Eu gosto de números, sempre gostei, e mesmo não sendo economista e nunca tendo sido jornalista especializado em economia, há muitos anos (décadas?) que olho com atenção para o Orçamento do Estado. Pelo menos desde que ouvi Almeida Santos, provavelmente o governante que mais leis fez em Portugal, dizer que a lei do Orçamento era a única que realmente importava – porque era a única que realmente depois se aplicava. Contudo este ano, talvez por este Orçamento ser muito a continuação do Orçamento Suplementar, talvez por ser a terceira vez num ano que andamos a discutir contas públicas, talvez por causa de todo o nevoeiro em torno de minudências, a discussão orçamental não conseguia entusiasmar-me.

Até que li esta pequena frase num artigo de Carlos Guimarães Pinto: “Em 2021 o PIB estará, na melhor das hipóteses, ao nível de 2018. No entanto, a despesa com pessoal das Administrações públicas já terá crescido mais de 10%.” Ou seja, “enquanto o resto do país estará com um rendimento abaixo de 2018, a Administração Pública estará a gastar mais 10%”.
- - -
[Instruções]
1 – Organize como uma lista JSON de strings, com uma string por linha e sem as linhas em branco, o trecho dos registros abaixo que vai da linha que contém "Mark the innermost point of each instance of the black shirt" até o final dos registros, incluindo as duas pontas.
2 – Retome o texto sobre o Orçamento do Estado e continue-o a partir do ponto em que ele termina.

[Dados a processar]
- - -
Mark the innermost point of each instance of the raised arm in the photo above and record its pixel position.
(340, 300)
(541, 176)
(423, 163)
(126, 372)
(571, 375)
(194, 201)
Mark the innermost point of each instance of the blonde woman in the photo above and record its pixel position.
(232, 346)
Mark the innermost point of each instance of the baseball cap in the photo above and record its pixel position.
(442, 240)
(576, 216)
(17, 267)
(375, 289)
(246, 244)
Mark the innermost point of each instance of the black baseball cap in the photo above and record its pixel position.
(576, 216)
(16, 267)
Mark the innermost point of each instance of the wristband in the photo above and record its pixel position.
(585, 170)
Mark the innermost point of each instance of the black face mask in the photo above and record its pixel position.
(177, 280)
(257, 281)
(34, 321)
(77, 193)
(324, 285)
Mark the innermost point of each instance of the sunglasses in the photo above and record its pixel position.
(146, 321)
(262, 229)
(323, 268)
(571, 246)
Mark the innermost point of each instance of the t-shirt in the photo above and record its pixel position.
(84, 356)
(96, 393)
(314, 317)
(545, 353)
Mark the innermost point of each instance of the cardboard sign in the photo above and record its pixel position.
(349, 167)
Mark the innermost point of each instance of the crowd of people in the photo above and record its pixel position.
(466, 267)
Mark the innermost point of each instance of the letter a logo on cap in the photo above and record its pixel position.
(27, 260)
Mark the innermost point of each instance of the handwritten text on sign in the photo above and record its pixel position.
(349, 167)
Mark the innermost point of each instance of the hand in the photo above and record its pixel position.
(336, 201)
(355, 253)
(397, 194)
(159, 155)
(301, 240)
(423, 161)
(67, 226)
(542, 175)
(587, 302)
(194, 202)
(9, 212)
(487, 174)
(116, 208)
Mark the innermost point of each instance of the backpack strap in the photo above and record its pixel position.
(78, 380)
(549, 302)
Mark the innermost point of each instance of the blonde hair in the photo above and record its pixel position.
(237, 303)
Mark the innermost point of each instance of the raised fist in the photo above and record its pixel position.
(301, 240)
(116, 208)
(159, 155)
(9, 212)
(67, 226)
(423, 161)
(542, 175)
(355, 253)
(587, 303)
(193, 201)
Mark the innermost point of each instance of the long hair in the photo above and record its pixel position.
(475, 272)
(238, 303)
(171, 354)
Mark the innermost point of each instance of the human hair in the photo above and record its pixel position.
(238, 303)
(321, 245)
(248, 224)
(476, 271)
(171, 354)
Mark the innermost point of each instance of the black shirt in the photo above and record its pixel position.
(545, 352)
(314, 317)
- - -
[Respostas às tarefas]
1 –
[
  "Mark the innermost point of each instance of the black shirt in the photo above and record its pixel position.",
  "(545, 352)",
  "(314, 317)"
]

2 –
Isto não é apenas mais do mesmo – isto é muito pior porque a situação é mais grave, isto é arrastar-nos para o fundo. Ou ainda mais para o fundo, se é que tal é possível.

Na minha mocidade ainda quiseram que eu cantasse uma marcha que rezava assim: “Lá vamos, cantando e rindo/ Levados, levados, sim/ Pela voz de som tremendo/ Das tubas, clamor sem fim”. Eu não cantei, porque sabia ao que ia, e por isso nunca embarquei na Mocidade Portuguesa. Fiz bem: a marcha não levava de facto a lado nenhum.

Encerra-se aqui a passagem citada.